(Trecho)
□ □ □ □ □

Da perspectiva da União, como antes, o principal interesse evidentemente não é sua parte irrisória da arrecadação da CFEM, a qual representou em 2016 míseros 0,04% do orçamento fiscal. Em tempos de crise, o cálculo em relação à nova CFEM é eminentemente político. Aos Estados e municípios interessa a possibilidade de maior arrecadação de recursos, ao atual governo interessa ter mais uma moeda de troca para se manter no poder. Já para a grande mineração de ferro, que tem 70% da produção dominada pela Vale S.A, interessa o menor dos danos possível. Nesse caso, o aumento da CFEM, como propõe o relatório, embora criticado pelo setor, representa uma fatura inadiável e baixa, se comparado aos seus concorrentes australianos, depois de ter passado mais de 10 anos de preços internacionais apetitosos sem que houvesse nenhuma mudança de alíquota.

□ □ □ □ □

(Dados fornecidos)
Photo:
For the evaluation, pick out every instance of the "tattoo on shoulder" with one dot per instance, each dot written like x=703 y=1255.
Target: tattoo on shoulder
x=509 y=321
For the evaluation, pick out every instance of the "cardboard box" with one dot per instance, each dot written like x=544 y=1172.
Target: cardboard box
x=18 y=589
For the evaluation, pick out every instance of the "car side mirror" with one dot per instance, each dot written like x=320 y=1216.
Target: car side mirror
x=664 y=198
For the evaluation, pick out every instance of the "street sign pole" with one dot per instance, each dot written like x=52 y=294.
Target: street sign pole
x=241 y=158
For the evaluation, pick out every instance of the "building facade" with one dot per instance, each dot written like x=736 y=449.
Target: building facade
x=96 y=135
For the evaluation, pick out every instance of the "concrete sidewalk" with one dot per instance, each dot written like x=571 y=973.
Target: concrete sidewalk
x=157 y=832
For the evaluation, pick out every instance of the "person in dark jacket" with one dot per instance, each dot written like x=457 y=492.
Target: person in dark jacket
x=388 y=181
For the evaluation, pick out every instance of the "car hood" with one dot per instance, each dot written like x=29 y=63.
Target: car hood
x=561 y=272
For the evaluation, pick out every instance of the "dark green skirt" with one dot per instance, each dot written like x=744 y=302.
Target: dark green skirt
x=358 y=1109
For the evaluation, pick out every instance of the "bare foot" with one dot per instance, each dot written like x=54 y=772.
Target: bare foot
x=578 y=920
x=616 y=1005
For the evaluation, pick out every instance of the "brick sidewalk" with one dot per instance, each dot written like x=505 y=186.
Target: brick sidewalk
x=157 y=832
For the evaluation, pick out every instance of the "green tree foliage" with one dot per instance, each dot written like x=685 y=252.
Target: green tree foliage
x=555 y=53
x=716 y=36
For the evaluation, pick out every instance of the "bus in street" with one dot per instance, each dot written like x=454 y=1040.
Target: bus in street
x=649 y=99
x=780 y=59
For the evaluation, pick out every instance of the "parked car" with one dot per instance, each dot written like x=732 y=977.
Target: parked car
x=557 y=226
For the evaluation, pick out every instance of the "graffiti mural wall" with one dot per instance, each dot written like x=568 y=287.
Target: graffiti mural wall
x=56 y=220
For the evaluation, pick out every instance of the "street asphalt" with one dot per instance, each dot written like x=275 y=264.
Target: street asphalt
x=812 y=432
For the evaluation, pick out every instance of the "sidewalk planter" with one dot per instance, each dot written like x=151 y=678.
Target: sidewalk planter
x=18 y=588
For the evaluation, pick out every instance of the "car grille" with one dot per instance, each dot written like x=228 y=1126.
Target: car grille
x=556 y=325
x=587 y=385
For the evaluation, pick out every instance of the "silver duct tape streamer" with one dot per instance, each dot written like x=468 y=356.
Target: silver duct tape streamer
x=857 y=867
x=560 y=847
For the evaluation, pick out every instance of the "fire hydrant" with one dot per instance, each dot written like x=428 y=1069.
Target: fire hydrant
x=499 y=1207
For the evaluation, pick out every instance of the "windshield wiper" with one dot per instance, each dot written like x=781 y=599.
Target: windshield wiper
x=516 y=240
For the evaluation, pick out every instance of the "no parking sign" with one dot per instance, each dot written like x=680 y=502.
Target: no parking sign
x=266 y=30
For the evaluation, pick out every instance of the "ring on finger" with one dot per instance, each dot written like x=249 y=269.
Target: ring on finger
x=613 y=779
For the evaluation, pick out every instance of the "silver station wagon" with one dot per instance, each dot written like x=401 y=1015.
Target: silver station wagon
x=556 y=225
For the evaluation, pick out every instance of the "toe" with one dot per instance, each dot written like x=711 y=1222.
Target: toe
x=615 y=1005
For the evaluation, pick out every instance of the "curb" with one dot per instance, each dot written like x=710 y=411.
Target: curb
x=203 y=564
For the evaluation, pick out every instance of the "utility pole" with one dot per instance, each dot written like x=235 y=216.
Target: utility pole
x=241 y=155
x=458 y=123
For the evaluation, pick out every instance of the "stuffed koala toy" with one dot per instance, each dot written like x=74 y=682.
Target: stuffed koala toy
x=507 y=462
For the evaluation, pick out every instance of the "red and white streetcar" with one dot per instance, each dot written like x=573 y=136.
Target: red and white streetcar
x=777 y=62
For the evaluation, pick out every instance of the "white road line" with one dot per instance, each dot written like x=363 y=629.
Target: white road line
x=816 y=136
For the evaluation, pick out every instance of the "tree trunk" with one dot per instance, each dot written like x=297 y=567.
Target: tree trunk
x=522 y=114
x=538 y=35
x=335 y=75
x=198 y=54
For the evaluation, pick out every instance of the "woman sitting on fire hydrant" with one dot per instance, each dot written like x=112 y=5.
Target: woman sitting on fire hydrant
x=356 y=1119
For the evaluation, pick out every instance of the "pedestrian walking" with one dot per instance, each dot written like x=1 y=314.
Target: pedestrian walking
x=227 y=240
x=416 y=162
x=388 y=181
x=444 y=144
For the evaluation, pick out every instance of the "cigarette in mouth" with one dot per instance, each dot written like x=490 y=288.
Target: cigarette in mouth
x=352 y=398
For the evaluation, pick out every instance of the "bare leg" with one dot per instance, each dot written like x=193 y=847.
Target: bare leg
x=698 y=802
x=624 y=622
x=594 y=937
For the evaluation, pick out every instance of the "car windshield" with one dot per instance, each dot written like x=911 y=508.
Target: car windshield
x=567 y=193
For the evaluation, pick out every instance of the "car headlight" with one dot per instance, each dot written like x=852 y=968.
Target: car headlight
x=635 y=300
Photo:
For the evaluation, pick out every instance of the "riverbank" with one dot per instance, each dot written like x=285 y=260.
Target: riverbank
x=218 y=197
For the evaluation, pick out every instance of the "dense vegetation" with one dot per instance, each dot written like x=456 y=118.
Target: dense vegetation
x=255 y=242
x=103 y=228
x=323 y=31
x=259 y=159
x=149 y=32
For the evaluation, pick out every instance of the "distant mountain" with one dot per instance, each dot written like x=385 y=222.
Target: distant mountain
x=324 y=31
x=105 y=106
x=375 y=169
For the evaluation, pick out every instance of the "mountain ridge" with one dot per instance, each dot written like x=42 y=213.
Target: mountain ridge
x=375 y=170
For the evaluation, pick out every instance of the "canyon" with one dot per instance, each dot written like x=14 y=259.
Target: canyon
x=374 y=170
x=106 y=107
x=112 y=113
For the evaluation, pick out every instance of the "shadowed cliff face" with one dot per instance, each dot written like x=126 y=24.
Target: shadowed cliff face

□ □ □ □ □

(Problema proposto 1) No trecho sobre a CFEM, reescreva a parte que começa pelas palavras que contêm "Da perspectiva da" e termina em "mudança de alíquota.", substituindo "mineração de ferro" por "mineração de ouro".
(Problema proposto 2) Segundo o trecho sobre a CFEM, que parcela do orçamento fiscal a parte da União na arrecadação representou em 2016?
As entradas provêm de outra fonte.

(Solução do exercício 1)
Da perspectiva da União, como antes, o principal interesse evidentemente não é sua parte irrisória da arrecadação da CFEM, a qual representou em 2016 míseros 0,04% do orçamento fiscal. Em tempos de crise, o cálculo em relação à nova CFEM é eminentemente político. Aos Estados e municípios interessa a possibilidade de maior arrecadação de recursos, ao atual governo interessa ter mais uma moeda de troca para se manter no poder. Já para a grande mineração de ouro, que tem 70% da produção dominada pela Vale S.A, interessa o menor dos danos possível. Nesse caso, o aumento da CFEM, como propõe o relatório, embora criticado pelo setor, representa uma fatura inadiável e baixa, se comparado aos seus concorrentes australianos, depois de ter passado mais de 10 anos de preços internacionais apetitosos sem que houvesse nenhuma mudança de alíquota.

(Solução do exercício 2) Míseros 0,04% do orçamento fiscal.